Begin Data supplied
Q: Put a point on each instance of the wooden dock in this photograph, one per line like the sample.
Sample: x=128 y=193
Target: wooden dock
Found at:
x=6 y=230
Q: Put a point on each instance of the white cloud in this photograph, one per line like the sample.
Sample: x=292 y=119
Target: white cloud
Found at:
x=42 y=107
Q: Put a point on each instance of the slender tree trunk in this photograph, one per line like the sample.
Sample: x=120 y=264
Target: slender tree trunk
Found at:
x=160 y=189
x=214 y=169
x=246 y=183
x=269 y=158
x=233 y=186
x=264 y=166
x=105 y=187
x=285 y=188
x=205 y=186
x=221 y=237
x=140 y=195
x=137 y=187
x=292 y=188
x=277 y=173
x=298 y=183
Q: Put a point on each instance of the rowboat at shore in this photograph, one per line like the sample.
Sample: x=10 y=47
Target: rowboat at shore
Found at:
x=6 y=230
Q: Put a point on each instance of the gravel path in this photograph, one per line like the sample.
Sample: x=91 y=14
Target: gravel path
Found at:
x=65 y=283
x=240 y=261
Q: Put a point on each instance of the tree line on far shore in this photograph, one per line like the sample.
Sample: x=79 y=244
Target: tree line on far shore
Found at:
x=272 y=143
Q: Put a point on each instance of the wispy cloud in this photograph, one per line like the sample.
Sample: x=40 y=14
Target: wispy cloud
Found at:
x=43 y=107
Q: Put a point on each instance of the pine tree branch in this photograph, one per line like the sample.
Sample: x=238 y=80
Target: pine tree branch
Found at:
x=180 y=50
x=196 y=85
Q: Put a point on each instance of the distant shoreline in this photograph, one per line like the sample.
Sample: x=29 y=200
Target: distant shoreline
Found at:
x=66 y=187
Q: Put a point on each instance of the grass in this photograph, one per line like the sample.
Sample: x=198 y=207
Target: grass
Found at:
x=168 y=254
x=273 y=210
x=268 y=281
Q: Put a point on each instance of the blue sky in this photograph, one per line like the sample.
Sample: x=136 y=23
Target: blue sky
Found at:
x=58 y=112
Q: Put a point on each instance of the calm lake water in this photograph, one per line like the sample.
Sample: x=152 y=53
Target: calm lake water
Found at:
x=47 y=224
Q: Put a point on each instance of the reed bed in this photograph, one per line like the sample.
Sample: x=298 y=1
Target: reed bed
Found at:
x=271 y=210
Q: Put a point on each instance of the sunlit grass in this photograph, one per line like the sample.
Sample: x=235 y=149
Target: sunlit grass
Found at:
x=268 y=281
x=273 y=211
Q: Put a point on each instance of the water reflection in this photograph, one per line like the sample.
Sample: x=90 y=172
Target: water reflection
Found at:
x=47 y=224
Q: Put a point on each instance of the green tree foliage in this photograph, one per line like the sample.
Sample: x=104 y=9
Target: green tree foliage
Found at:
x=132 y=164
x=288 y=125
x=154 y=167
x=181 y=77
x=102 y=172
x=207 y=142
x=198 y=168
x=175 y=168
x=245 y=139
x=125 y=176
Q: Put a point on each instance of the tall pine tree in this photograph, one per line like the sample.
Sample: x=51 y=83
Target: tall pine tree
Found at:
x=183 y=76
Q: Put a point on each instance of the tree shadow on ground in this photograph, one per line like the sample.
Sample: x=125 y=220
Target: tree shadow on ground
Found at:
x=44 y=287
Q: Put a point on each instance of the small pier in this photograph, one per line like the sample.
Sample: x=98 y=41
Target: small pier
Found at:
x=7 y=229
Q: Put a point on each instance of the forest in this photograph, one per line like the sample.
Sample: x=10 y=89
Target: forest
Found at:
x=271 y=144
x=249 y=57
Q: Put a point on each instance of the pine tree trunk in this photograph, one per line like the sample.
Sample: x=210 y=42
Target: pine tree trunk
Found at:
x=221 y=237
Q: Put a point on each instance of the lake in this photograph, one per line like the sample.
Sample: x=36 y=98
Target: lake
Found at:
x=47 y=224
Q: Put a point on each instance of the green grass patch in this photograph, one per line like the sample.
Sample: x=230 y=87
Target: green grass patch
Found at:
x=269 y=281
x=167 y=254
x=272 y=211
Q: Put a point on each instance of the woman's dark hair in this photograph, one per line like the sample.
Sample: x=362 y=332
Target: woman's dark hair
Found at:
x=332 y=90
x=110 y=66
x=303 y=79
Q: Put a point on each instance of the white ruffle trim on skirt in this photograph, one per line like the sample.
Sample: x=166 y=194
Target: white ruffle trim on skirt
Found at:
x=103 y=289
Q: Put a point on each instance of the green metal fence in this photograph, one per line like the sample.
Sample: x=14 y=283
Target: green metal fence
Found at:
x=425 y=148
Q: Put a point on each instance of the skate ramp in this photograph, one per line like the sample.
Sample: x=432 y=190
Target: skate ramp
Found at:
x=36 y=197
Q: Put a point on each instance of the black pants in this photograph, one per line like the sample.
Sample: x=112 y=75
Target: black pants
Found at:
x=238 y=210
End Data supplied
▶ **Work required**
Can you retype every line of the listing above exactly as it appears?

▶ **Exercise solution**
Q: Put a point on each instance of the wooden dock in this photograph, one per line like the sample.
Sample: x=128 y=193
Target: wooden dock
Found at:
x=6 y=230
Q: Put a point on each instance of the white cloud in this photograph, one per line like the sample.
Sample: x=292 y=119
Target: white cloud
Found at:
x=42 y=107
Q: Put a point on each instance of the slender tree trunk in this photograph, one per line like the sample.
Sample: x=120 y=264
Target: slender tree trunk
Found at:
x=160 y=189
x=214 y=169
x=246 y=183
x=269 y=158
x=233 y=186
x=264 y=166
x=105 y=187
x=285 y=188
x=205 y=186
x=221 y=237
x=140 y=195
x=137 y=187
x=292 y=188
x=277 y=173
x=298 y=183
Q: Put a point on each instance of the rowboat at shore in this photograph, one per line like the sample.
Sample: x=10 y=47
Target: rowboat at shore
Found at:
x=6 y=230
Q: Put a point on each instance of the gravel path in this photograph, one per line like the sample.
Sample: x=91 y=14
Target: gravel path
Found at:
x=65 y=283
x=240 y=261
Q: Put a point on each instance of the tree line on far shore in this photograph, one per line like the sample.
Sample: x=79 y=244
Target: tree line on far shore
Found at:
x=272 y=143
Q: Put a point on each instance of the wispy cloud in this photograph, one per line like the sample.
Sample: x=40 y=14
Target: wispy cloud
Found at:
x=43 y=107
Q: Put a point on each instance of the pine tree branch in this photograph, one per line like the sample.
Sample: x=238 y=80
Target: pine tree branch
Found at:
x=180 y=50
x=196 y=85
Q: Put a point on each instance of the distant shoreline in this photograph, one per line like the sample.
Sample: x=29 y=200
Target: distant shoreline
Found at:
x=66 y=187
Q: Put a point on each instance of the grass in this photograph, one per line like the sample.
Sample: x=198 y=207
Target: grass
Found at:
x=168 y=254
x=273 y=210
x=268 y=281
Q: Put a point on each instance of the blue sky in this photograph, one per line like the sample.
Sample: x=136 y=23
Target: blue sky
Found at:
x=58 y=112
Q: Put a point on each instance of the calm lake water in this photograph, one per line like the sample.
Sample: x=152 y=53
Target: calm lake water
Found at:
x=47 y=224
Q: Put a point on each instance of the reed bed in this photograph, one per line like the sample.
Sample: x=298 y=1
Target: reed bed
Found at:
x=271 y=210
Q: Put a point on each instance of the sunlit grass in this photograph, one per line like the sample.
Sample: x=235 y=149
Target: sunlit grass
Found at:
x=268 y=281
x=273 y=211
Q: Put a point on each instance of the water reflection in this photograph, one per line like the sample.
Sample: x=90 y=172
Target: water reflection
Found at:
x=47 y=224
Q: Put a point on each instance of the green tree foliage in this photograph, one per line like the sample.
Sample: x=104 y=9
Target: green tree foliage
Found at:
x=132 y=164
x=288 y=125
x=154 y=167
x=181 y=77
x=102 y=172
x=207 y=142
x=198 y=168
x=175 y=168
x=245 y=139
x=125 y=176
Q: Put a point on each instance of the tall pine tree in this photograph, one per line like the sample.
Sample: x=51 y=83
Target: tall pine tree
Found at:
x=183 y=76
Q: Put a point on each instance of the tree shadow on ground in this photograph, one per line like the sample.
Sample: x=125 y=220
Target: tree shadow on ground
Found at:
x=44 y=287
Q: Put a point on each instance of the small pier in this photograph, one per line like the sample.
Sample: x=98 y=41
Target: small pier
Found at:
x=7 y=229
Q: Put a point on each instance of the forest in this photograph, one per line like the sample.
Sample: x=10 y=89
Target: forest
Found at:
x=271 y=144
x=249 y=57
Q: Put a point on each instance of the pine tree trunk in this photograph, one per line like the sample.
Sample: x=210 y=42
Target: pine tree trunk
Found at:
x=221 y=237
Q: Put a point on each instance of the lake in this photograph, one per line like the sample.
Sample: x=36 y=98
Target: lake
Found at:
x=47 y=224
Q: Put a point on each instance of the green grass patch in this photograph, one per line like the sample.
Sample: x=230 y=87
Target: green grass patch
Found at:
x=269 y=281
x=167 y=254
x=272 y=211
Q: Put a point on each instance of the woman's dark hair in this photograph, one per line like the sample.
Sample: x=362 y=332
Target: woman's dark hair
Found at:
x=332 y=90
x=110 y=66
x=303 y=79
Q: Put a point on each instance of the white ruffle trim on skirt in this photograph, one per line like the sample.
Sample: x=166 y=194
Target: white ruffle trim on skirt
Found at:
x=103 y=289
Q: Put a point on each instance of the green metal fence in this photograph, one per line like the sample.
Sample: x=14 y=283
Target: green metal fence
Found at:
x=425 y=148
Q: Put a point on each instance of the skate ramp in this photograph, one per line like the sample.
Sample: x=432 y=190
Target: skate ramp
Found at:
x=36 y=197
Q: Put a point on each instance of the black pants in this photograph, one per line like the sample.
Sample: x=112 y=75
Target: black pants
Found at:
x=238 y=210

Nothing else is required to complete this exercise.